- Goal of the exercise -
Within the entries below, the lines from the one with "# for each instance of the white sign" through the one with "Target: white metal railing" are to be set down exactly, both ends kept.

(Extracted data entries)
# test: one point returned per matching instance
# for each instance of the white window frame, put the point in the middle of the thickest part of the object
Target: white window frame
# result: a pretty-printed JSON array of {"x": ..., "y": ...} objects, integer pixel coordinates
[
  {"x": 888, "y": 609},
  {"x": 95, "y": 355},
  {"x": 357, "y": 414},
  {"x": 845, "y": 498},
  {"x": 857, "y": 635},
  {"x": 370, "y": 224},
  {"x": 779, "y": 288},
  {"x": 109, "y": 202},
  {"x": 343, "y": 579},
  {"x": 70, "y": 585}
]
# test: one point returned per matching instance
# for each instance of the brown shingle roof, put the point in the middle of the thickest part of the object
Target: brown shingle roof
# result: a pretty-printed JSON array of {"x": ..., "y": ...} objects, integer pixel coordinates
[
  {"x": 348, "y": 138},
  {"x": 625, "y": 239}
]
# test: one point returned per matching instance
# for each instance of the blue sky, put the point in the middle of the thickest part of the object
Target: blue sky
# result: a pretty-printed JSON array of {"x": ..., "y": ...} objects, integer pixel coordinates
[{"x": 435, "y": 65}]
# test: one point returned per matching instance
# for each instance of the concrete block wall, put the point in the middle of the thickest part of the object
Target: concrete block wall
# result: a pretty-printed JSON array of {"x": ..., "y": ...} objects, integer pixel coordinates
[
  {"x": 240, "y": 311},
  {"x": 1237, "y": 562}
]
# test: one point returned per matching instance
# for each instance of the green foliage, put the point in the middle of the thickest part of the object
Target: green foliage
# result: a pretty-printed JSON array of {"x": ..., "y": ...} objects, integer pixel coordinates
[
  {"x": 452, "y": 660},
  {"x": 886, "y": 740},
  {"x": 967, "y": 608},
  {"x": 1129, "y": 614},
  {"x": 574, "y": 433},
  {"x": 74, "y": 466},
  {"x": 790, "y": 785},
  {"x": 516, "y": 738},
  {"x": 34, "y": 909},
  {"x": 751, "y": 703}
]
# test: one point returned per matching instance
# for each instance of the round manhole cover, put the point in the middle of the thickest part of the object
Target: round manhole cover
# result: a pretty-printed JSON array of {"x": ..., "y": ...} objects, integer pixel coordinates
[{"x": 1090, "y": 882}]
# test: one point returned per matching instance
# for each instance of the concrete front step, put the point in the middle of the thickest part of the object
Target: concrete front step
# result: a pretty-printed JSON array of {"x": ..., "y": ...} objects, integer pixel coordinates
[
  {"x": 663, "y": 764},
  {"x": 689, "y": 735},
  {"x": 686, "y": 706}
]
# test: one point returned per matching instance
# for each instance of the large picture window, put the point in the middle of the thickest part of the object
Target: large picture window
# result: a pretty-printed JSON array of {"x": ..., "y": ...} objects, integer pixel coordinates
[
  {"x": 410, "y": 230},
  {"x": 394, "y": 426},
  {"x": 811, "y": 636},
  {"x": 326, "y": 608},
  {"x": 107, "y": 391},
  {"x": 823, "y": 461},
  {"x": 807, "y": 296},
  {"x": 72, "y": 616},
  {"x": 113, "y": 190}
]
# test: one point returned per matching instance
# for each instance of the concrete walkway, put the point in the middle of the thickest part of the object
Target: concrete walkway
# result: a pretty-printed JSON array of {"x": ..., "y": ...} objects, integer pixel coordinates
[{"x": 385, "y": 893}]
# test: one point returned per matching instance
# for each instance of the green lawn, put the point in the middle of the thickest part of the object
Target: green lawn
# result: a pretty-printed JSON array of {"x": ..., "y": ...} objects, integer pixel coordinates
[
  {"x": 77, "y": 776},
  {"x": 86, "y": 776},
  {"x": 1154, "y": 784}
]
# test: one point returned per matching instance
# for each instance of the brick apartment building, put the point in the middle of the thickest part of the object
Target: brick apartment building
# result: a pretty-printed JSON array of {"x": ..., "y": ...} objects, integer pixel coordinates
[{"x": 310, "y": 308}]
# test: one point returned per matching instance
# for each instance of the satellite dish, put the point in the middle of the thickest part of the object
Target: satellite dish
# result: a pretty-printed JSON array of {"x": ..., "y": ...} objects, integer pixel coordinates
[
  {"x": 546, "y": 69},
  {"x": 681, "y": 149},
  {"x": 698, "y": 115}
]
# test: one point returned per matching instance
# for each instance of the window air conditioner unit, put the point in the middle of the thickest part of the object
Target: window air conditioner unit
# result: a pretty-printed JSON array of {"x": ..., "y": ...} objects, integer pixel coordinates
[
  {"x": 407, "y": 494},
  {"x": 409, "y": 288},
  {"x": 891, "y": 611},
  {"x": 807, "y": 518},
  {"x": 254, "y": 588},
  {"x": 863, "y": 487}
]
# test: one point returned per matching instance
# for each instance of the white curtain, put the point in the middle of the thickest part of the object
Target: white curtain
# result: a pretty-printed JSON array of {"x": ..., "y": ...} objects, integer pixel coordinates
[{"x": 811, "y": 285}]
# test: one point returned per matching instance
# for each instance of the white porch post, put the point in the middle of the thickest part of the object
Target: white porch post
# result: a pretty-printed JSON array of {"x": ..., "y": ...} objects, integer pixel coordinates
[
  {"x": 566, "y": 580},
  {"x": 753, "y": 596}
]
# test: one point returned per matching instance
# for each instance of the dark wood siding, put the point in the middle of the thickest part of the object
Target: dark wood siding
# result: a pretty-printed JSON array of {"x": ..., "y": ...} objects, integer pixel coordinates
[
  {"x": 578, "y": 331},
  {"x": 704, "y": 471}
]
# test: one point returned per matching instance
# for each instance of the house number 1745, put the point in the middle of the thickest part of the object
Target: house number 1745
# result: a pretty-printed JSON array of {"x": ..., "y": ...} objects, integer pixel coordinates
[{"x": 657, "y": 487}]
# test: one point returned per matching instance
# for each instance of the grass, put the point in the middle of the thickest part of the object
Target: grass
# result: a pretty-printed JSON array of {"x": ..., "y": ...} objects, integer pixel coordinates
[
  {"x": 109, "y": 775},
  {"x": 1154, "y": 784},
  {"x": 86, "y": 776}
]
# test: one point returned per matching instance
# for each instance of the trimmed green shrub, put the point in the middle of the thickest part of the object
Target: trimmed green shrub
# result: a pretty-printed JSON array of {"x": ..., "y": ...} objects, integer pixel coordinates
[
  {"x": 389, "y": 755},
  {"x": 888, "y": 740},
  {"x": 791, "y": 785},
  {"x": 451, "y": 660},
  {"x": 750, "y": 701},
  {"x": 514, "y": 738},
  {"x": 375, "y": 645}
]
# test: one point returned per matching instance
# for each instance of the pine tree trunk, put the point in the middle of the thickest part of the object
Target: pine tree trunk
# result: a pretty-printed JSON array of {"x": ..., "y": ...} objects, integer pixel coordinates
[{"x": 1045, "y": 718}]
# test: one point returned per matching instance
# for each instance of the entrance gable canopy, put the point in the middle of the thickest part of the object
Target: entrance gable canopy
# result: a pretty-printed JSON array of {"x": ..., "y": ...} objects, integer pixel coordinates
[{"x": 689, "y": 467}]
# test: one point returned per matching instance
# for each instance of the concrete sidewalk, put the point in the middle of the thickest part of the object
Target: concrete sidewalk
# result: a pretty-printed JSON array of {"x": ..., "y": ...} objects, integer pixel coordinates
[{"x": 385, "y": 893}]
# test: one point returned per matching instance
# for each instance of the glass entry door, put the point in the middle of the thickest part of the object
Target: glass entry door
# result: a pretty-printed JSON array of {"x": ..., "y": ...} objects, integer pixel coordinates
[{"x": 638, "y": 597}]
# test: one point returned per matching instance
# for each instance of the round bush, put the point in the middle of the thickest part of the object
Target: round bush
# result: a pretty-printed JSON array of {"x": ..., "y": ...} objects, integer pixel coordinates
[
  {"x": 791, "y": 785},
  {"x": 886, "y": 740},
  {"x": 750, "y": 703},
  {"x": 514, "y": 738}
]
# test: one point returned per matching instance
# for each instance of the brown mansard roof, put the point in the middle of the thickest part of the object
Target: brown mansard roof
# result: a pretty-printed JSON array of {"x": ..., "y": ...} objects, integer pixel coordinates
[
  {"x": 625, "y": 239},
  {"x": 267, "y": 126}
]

...

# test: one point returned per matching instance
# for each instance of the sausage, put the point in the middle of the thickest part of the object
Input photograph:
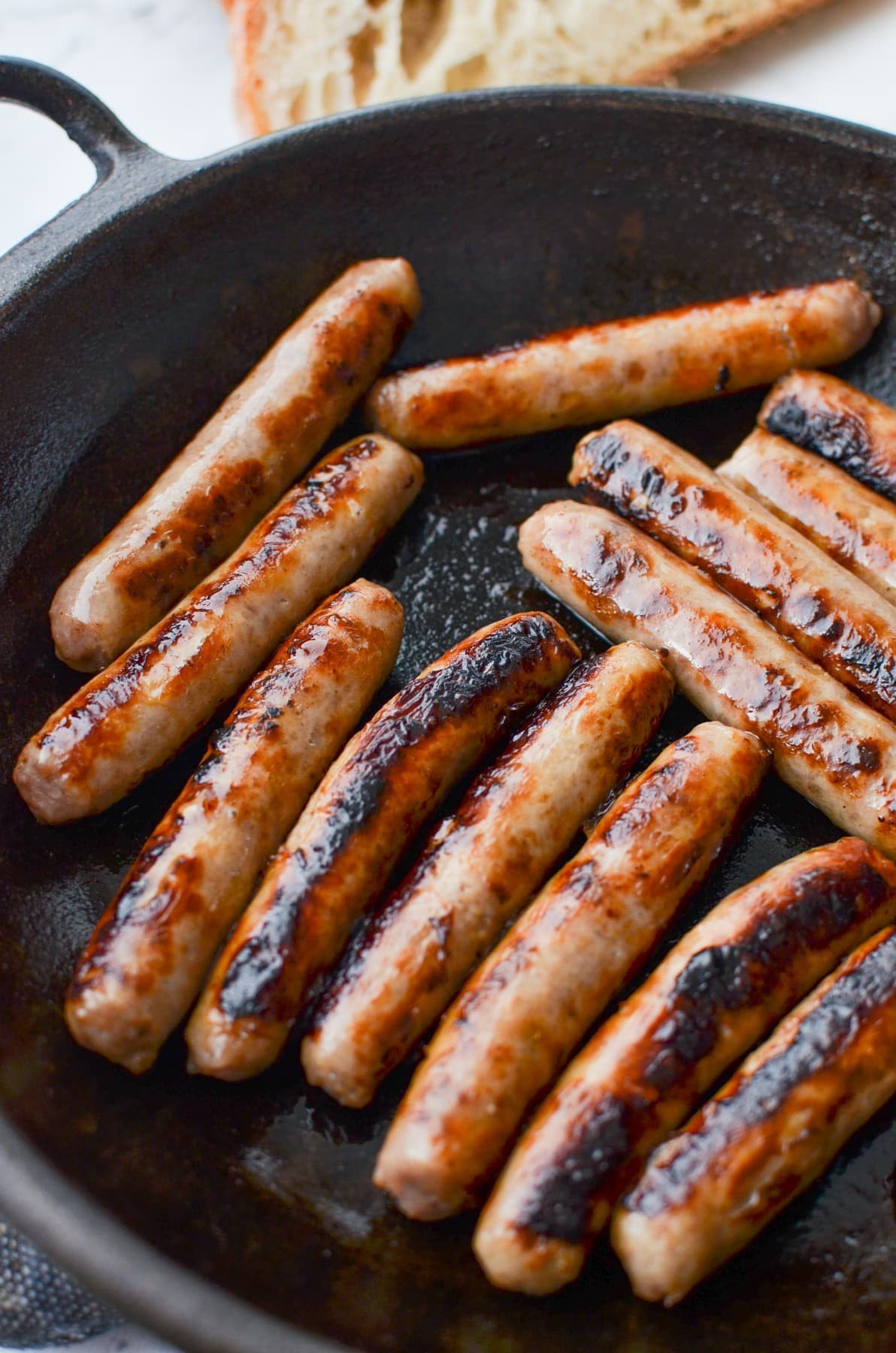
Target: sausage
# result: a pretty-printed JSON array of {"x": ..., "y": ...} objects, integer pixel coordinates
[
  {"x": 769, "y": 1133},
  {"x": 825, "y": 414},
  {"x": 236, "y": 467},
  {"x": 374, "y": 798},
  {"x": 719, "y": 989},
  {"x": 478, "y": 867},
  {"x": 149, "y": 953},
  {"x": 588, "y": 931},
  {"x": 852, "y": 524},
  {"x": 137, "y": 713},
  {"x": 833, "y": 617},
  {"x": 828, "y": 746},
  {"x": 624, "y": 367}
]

* * *

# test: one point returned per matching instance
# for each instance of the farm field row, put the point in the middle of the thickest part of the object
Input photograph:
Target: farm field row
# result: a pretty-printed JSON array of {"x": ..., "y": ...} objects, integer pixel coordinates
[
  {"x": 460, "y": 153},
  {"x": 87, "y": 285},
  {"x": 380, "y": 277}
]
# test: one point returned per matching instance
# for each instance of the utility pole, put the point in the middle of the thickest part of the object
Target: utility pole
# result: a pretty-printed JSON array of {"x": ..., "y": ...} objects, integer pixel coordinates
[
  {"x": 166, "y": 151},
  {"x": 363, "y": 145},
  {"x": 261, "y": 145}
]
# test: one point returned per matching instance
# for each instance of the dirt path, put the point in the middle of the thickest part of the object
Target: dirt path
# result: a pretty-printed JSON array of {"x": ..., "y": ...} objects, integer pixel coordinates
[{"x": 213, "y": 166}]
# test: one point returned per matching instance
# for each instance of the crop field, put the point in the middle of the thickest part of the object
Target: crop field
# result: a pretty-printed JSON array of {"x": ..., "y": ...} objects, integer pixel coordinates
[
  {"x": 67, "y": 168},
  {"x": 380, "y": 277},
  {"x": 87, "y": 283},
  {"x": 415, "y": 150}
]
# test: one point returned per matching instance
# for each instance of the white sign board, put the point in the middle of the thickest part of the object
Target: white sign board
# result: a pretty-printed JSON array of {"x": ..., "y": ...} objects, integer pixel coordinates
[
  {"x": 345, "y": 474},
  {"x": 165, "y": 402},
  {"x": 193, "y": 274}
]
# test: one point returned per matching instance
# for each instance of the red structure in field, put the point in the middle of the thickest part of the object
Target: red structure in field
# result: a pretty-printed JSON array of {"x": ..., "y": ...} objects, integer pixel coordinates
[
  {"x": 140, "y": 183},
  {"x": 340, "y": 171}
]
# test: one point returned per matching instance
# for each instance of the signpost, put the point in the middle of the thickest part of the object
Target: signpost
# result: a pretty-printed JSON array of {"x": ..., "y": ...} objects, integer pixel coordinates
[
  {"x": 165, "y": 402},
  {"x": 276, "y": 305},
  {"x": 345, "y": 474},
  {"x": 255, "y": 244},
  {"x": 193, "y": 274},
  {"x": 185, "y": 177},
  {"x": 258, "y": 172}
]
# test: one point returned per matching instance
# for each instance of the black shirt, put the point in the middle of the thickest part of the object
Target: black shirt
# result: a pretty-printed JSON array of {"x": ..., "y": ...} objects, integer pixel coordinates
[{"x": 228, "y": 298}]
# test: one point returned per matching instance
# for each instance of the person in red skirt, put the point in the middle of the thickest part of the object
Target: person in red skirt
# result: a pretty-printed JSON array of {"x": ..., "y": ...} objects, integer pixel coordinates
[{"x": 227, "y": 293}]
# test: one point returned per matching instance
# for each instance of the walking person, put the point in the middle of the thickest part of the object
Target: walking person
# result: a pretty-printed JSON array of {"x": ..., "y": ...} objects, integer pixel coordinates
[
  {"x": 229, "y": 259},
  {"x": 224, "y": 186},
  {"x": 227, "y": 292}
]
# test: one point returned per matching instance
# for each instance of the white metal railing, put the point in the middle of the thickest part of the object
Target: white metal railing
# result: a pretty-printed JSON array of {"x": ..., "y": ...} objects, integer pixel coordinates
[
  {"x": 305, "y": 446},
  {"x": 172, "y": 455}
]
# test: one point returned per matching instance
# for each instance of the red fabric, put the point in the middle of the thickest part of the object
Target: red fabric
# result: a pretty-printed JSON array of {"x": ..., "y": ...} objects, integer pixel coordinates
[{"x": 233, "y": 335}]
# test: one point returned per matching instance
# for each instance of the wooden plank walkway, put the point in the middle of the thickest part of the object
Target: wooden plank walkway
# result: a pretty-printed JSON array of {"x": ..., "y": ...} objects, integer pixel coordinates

- Task solution -
# for each instance of the white sign board, put the point in the middle of the thickest part of the object
Target: white sign board
# result: a pretty-printed JSON array of {"x": ..., "y": ...} objects, integer pixel coordinates
[
  {"x": 345, "y": 474},
  {"x": 165, "y": 402},
  {"x": 193, "y": 274}
]
# test: one point returned per matching instance
# for each instance of the red structure in field, put the point in the middle of the thickest part of the object
Target: red structure in field
# result: a pretty-printed JSON array of {"x": ..., "y": ...} objects, integer pixel coordinates
[
  {"x": 140, "y": 183},
  {"x": 340, "y": 171}
]
# test: one point returned per matching instance
# for each instance of the signpost, put the point in the middle of the thickest part of the object
Target: signpost
# result: a pretty-printed JSON array of {"x": ..., "y": ...} objects, integer pixel coordinates
[
  {"x": 165, "y": 402},
  {"x": 276, "y": 305},
  {"x": 345, "y": 474},
  {"x": 255, "y": 244},
  {"x": 193, "y": 274},
  {"x": 185, "y": 177},
  {"x": 258, "y": 172}
]
# test: one point returned per matching instance
# for each instance of the black shirt, put the point in the middle of the thickest part of the object
Target: black shirt
# result: a pretty-printed JSON array of {"x": ..., "y": ...} objects, integer pixel coordinates
[{"x": 228, "y": 298}]
# test: one point returned per matching instance
# for each instance of the person in red skirt, put the point in the middle of the thickest part of the object
Target: person in red skirt
# result: a pretty-printed JSON array of {"x": ..., "y": ...} objects, integer pixel coordinates
[{"x": 227, "y": 293}]
# test: one point returned per matching instance
# for each instance of the walking person, put the point in the middle of the thickest part of the object
Target: walking person
# result: a pretty-printed JSON array of {"x": ..., "y": ...} objects, integer pixel coordinates
[
  {"x": 229, "y": 259},
  {"x": 224, "y": 186},
  {"x": 227, "y": 292}
]
# test: one point returned per matching instance
# for each instance of the white metal railing, put the point in the middle of the thickest part of the object
Target: white metal railing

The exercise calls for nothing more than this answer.